## Task
Can you rewrite all of the material below as a two-column CSV with the headers input and output, giving each text and its answer one row and putting each in a single quoted field with line breaks turned into spaces? Leave the pictures out.

## Material for this exercise
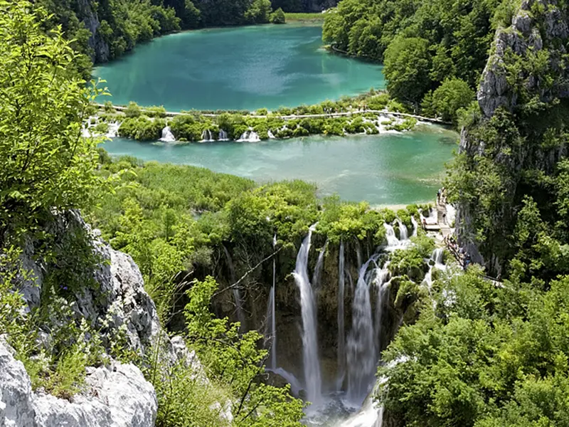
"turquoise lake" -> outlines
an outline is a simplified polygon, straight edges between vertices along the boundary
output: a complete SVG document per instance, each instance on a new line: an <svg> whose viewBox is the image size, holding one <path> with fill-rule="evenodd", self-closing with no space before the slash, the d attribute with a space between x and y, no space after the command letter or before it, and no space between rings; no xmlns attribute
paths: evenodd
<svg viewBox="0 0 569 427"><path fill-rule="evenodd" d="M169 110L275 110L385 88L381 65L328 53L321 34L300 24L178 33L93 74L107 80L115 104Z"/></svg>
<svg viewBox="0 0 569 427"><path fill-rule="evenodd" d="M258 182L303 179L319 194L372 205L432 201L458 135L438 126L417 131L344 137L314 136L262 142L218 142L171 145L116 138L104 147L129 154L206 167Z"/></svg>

## Exercise answer
input,output
"""turquoise lake"" -> outlines an outline is a simplified polygon, straight edges between vertices along the boundary output: a complete SVG document per instance, each instance on a new line: an <svg> whose viewBox is the image size, holding one <path> with fill-rule=""evenodd"", self-closing with no space before the slash, the d attribute with a space between x and y, no space after the command letter or before it, and no space between rings; no xmlns attribute paths: evenodd","<svg viewBox=""0 0 569 427""><path fill-rule=""evenodd"" d=""M169 110L275 110L385 88L381 65L328 53L321 34L300 24L178 33L93 74L107 80L115 104Z""/></svg> <svg viewBox=""0 0 569 427""><path fill-rule=""evenodd"" d=""M258 182L303 179L319 194L372 205L432 201L458 135L438 126L417 131L344 137L314 136L262 142L218 142L171 145L116 138L104 147L129 154L206 167Z""/></svg>"